▸ **TASK GOAL**
Answer these questions from the personal account below:
1. How old was the narrator on the first trip to Mexico?
2. Where did Nick say he would stay?
3. What job had the narrator been hired to do after the honeymoon?
──────── SELECTED TEXT
“If you say, “Step out on the water”, and they say it can’t
be done, we will fix our eyes on You and we will come”.
When I first went to Mexico at 13 years of age my life was
changed. The poor and needy babies grasping for love and affection from me, a
stranger, planted something in my heart that has never died. I didn’t want to
leave. I didn’t want to leave them there. I went back for the next 7 years. In
the middle of that was the trip to Uganda that made me, again, see with new
eyes. The hundreds upon hundred of orphans made me weep and I vowed that I
would one day do something about it. I figured I would live in a tent in Africa
and have 29,042 children. My dream come true.
Then, after our engagement but before the wedding, I
remember the night that Nick told me, “I am not going to move to Africa. Ever.
I am staying in America.”, and we almost ended our relationship then and there.
I think back on the drive from California to Texas after our
honeymoon. Calling and calling and calling the woman I’d been hired
by….wondering what day she wanted me to start my nanny job, and wondering why
she wasn’t calling me back. We thought this nanny job was perfect. High paying.
Starting right after the wedding and honeymoon. We were set. Our first test as
a married couple was opening up the wedding card she’d sent us and finding a
check with the note that read, “we wanted someone sooner and hired another
nanny…..congratulations on the wedding!!!”.
Stunned. Rent to pay. New bills. No jobs. No money.
────────────────
──────── SOURCE MATERIAL
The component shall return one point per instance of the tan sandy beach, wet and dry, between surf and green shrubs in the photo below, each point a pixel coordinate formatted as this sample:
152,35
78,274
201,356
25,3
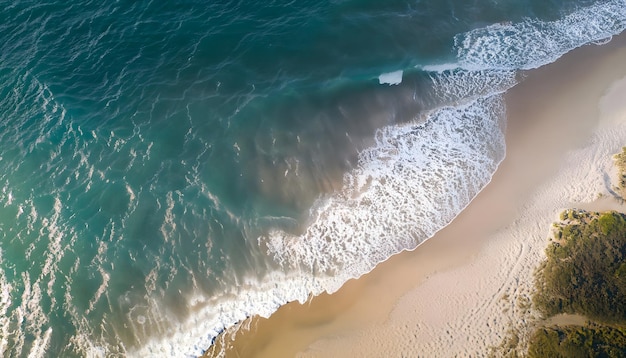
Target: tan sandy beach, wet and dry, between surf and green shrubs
461,291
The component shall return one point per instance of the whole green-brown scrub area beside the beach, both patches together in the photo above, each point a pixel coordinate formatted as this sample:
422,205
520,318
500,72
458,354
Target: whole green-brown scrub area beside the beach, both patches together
583,275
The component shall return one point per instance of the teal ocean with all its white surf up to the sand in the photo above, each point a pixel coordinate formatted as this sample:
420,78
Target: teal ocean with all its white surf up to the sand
168,169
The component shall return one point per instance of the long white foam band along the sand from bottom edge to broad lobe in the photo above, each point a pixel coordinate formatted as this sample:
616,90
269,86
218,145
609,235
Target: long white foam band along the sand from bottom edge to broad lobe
411,183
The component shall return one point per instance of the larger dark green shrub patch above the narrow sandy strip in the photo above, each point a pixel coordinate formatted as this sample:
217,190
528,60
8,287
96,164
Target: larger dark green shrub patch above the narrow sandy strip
585,269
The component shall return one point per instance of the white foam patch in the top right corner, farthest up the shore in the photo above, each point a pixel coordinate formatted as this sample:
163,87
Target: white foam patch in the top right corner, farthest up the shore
533,43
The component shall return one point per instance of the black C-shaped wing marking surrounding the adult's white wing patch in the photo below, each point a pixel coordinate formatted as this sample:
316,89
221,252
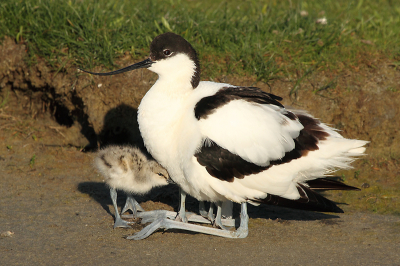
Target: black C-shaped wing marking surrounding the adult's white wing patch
223,164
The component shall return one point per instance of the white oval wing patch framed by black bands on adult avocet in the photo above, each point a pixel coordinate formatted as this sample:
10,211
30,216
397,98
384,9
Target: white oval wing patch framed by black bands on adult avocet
257,133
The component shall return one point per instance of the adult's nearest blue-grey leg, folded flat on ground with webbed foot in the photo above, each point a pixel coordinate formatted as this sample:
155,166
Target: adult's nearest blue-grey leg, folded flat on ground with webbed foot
164,223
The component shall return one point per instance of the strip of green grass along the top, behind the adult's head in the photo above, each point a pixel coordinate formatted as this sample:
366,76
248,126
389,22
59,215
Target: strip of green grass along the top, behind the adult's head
262,38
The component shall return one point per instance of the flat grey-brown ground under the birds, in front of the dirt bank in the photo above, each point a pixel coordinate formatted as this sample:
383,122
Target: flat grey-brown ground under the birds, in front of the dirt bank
60,213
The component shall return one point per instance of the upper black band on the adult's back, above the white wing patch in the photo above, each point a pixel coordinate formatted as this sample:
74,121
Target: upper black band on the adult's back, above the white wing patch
207,105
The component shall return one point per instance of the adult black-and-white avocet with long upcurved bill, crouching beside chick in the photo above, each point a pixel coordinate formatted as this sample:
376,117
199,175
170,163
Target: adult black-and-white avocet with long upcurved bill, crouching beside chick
222,142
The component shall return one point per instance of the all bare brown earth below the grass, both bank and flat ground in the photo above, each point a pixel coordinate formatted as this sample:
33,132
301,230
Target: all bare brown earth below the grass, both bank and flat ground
59,210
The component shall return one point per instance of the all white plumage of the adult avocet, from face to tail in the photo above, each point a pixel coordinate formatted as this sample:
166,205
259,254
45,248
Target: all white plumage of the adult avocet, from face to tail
257,133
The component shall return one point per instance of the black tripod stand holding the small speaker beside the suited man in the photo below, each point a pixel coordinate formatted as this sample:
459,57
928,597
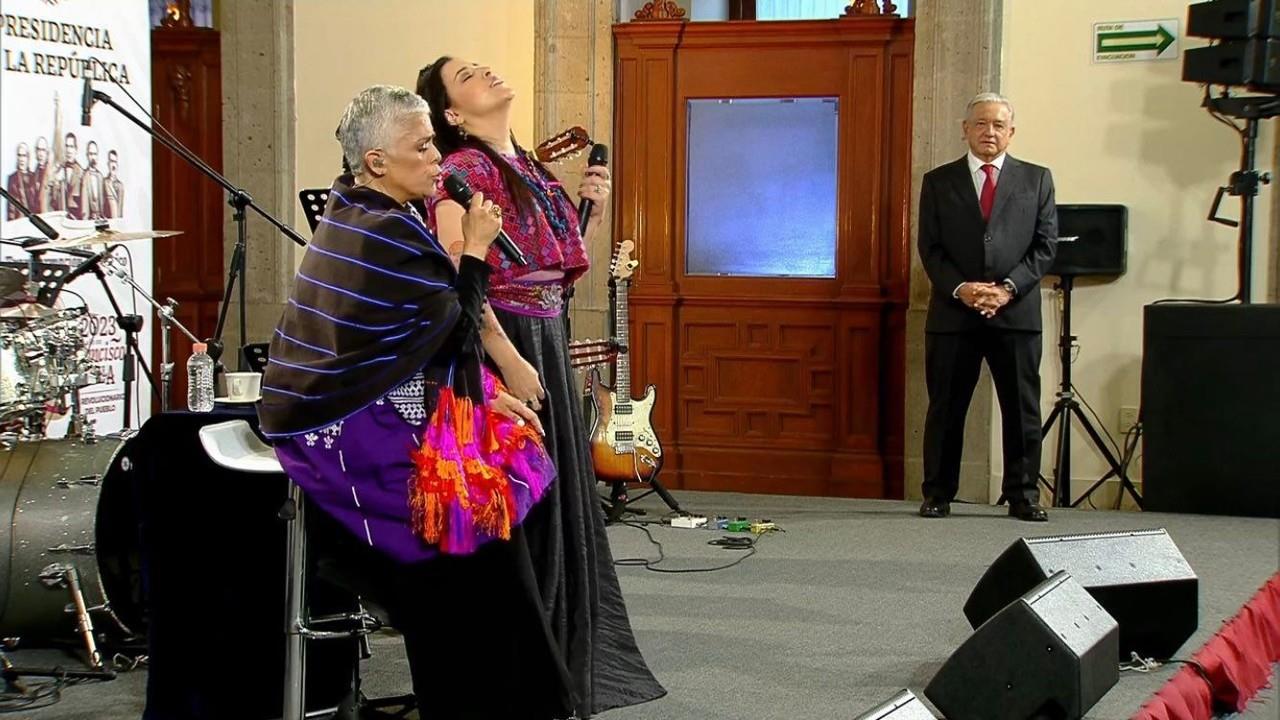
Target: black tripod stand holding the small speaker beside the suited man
────────────────
▸ **OUTPUT BELOW**
1. 13 years old
2. In America
3. A nanny job